>> Begin Task input
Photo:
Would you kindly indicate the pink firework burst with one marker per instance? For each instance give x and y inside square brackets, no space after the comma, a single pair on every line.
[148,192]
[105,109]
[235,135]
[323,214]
>> End Task input
>> Begin Task input
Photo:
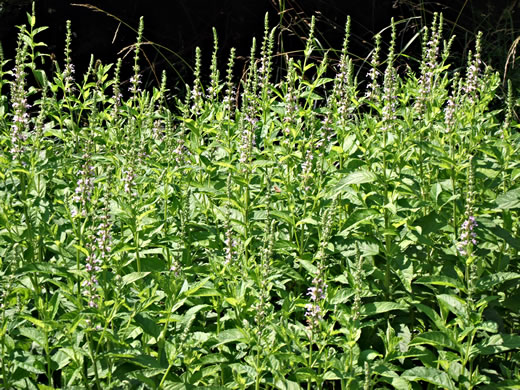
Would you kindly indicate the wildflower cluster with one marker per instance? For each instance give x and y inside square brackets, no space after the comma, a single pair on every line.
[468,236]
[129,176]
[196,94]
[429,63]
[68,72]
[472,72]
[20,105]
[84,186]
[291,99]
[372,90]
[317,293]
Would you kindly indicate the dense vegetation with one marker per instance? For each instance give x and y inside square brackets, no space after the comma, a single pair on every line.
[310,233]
>> End Task input
What the task asks:
Tally the lines in the dataset records above that contain the string "give", with case counting, and reply with only the number.

Solution:
3